— Start DATASET RECORDS —

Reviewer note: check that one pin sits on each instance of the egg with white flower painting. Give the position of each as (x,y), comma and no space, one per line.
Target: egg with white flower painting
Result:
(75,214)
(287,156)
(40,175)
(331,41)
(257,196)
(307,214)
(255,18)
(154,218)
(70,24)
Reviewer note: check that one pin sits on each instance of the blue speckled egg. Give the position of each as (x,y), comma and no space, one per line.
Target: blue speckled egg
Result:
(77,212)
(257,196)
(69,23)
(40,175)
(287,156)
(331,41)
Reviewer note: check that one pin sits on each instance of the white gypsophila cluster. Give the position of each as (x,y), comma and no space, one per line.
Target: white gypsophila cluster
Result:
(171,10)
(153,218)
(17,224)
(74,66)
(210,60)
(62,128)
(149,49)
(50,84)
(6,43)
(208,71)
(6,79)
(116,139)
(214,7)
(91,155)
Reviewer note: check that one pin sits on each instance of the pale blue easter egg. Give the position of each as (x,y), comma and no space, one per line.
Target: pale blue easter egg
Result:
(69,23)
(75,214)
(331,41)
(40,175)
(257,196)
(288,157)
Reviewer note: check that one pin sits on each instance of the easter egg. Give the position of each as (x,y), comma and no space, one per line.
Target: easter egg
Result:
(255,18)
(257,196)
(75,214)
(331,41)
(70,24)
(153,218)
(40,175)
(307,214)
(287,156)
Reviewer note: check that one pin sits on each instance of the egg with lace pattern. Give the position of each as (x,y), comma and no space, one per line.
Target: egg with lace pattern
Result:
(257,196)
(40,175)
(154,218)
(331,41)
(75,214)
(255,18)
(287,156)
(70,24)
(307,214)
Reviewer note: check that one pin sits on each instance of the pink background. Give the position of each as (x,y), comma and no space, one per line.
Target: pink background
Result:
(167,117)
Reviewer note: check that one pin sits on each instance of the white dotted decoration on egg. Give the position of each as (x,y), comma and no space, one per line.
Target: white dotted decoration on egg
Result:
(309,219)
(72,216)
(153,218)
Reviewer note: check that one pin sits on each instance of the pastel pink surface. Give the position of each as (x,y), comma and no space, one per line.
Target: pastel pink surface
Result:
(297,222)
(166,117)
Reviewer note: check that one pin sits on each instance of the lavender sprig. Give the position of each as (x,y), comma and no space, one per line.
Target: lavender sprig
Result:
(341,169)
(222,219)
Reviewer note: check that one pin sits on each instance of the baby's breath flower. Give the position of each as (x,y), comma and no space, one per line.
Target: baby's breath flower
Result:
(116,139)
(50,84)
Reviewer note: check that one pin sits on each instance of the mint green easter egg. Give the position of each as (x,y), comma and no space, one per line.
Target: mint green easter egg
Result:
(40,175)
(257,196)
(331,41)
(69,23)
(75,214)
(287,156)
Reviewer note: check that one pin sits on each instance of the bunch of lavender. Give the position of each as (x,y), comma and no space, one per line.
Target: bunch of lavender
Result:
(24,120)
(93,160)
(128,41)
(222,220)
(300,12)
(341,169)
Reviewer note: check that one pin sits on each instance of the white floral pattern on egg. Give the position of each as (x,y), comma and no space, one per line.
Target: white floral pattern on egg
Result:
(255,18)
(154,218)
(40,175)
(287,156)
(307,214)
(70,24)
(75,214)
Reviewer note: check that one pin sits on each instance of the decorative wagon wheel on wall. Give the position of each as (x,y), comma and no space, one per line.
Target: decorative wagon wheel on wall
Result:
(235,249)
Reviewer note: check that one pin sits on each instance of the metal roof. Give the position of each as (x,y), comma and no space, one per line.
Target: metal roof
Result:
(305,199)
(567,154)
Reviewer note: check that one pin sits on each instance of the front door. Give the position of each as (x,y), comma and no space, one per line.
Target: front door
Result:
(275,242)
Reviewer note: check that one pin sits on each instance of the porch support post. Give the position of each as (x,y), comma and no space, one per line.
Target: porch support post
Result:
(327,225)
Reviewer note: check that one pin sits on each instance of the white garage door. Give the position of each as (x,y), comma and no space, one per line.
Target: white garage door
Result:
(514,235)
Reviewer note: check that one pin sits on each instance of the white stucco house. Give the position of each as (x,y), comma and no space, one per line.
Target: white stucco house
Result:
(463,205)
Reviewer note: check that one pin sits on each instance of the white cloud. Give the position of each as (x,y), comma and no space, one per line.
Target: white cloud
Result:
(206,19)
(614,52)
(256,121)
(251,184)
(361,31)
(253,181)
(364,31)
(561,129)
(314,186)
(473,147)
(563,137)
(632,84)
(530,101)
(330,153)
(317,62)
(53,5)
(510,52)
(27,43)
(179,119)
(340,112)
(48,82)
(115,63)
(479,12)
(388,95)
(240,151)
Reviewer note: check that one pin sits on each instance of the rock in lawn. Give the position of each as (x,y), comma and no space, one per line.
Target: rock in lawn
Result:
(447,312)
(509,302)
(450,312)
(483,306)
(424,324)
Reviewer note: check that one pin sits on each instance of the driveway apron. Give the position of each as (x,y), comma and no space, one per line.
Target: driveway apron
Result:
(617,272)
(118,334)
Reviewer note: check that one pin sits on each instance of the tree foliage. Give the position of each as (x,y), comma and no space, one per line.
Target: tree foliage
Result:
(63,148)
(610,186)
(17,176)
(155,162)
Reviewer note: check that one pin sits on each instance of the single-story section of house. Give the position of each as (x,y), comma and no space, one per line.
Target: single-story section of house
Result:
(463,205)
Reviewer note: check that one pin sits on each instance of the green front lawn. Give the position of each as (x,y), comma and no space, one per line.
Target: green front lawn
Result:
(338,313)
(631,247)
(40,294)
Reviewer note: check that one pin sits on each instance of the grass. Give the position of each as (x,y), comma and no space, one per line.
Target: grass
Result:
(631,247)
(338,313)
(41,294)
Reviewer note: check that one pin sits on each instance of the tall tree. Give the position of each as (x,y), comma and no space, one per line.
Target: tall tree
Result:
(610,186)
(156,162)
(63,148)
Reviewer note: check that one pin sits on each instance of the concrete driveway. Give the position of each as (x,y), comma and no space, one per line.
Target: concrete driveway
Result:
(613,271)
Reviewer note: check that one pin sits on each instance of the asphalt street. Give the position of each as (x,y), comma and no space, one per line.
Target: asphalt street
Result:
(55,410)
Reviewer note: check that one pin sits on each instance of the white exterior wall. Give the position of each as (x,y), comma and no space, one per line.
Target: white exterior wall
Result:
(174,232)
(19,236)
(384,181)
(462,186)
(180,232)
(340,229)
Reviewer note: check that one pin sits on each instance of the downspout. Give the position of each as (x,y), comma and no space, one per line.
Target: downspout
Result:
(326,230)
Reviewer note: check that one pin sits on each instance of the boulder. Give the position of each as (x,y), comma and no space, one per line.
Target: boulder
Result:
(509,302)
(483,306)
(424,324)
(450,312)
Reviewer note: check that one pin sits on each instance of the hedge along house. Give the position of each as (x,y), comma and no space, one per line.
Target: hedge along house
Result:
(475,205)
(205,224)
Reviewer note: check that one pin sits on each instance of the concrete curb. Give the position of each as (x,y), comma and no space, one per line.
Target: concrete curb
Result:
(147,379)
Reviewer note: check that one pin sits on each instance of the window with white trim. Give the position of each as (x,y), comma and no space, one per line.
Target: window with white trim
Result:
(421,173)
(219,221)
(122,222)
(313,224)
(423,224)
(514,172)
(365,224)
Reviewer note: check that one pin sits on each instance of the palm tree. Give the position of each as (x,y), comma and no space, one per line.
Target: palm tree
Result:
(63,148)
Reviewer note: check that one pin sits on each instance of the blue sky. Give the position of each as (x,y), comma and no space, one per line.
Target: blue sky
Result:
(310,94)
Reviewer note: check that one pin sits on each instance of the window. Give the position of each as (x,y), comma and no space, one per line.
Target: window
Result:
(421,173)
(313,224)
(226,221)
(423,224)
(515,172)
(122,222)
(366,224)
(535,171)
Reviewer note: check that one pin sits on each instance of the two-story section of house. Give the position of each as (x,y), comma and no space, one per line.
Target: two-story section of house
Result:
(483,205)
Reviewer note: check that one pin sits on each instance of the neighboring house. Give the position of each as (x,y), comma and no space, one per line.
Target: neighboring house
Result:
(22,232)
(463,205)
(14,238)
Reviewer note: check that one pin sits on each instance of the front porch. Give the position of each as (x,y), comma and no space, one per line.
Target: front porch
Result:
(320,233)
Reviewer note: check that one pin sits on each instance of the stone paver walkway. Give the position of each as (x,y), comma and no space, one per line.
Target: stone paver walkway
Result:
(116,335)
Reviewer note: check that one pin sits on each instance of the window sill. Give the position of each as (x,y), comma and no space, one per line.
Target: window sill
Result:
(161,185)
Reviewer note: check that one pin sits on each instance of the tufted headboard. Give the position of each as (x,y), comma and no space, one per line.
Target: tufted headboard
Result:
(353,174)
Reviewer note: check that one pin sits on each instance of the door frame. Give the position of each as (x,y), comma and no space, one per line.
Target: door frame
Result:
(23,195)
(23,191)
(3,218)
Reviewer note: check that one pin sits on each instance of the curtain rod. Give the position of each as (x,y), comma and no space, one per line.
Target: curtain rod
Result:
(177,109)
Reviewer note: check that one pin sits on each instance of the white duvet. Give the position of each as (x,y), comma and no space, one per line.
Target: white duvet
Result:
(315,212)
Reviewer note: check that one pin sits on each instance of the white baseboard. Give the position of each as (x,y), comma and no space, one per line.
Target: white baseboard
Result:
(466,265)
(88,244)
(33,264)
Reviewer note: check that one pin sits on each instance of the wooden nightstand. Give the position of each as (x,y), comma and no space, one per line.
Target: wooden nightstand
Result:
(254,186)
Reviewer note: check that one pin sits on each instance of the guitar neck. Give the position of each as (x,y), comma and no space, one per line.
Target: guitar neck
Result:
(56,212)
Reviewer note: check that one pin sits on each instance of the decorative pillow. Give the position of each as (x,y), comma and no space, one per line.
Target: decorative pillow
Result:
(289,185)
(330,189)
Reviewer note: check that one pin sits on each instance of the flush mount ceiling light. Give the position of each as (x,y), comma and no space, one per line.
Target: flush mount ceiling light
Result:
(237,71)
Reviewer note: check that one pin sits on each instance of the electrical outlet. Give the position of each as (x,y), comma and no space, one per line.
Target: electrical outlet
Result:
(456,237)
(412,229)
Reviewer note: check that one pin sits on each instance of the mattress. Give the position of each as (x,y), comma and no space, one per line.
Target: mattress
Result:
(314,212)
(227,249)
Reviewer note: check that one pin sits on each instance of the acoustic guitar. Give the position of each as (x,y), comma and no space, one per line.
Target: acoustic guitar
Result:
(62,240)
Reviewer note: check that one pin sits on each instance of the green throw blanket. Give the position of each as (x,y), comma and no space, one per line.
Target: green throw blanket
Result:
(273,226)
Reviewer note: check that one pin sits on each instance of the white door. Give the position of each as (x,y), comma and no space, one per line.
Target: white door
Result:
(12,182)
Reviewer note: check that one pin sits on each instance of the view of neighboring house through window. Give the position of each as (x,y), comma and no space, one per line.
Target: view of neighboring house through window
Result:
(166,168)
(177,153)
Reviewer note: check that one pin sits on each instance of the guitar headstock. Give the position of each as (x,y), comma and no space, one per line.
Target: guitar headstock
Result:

— End DATASET RECORDS —

PROBLEM STATEMENT: The lines to reproduce run from the line containing "of the flush" to the end of the listing; write them out exactly and add nothing.

TASK SOLUTION:
Reviewer note: check that one pin sits on each instance of the flush mount ceiling light. Give the position of each as (x,y), comma and no space, one per line.
Target: flush mount ceiling light
Result:
(237,71)
Reviewer note: check that one pin sits on each instance of the electrical outlet. Give the position of each as (x,y), comma and no space, one per line.
Target: electrical outlet
Result:
(456,237)
(412,229)
Reviewer note: check that one pin sits on each instance of the mattress. Give the position of each as (x,y), comma and no space, one per line.
Target: mattress
Result:
(314,212)
(227,249)
Reviewer note: check that one pin sits on each instance of the acoustic guitar. Give the position of each as (x,y), comma and no space, one per line.
Target: acoustic guitar
Result:
(62,240)
Reviewer note: check that one pin sits on each instance of the green throw blanket. Give the position of each as (x,y), comma and no space, one per line.
Target: green throw blanket
Result:
(273,226)
Reviewer note: check that one pin sits on each instance of the white door. Give the position of each as (x,y), comma and no space, one per line.
Target: white door
Result:
(12,182)
Reviewer note: check that one pin sits on each instance of the view of neighboring house through window. Give the position of each as (x,y), comma and no space, one per line.
Target: view of neighboring house through window
Result:
(166,168)
(177,153)
Reviewer note: check that one pin sits on each instance of the guitar headstock. Give the position of each as (x,y), comma and no space, one per line.
Target: guitar headstock
Result:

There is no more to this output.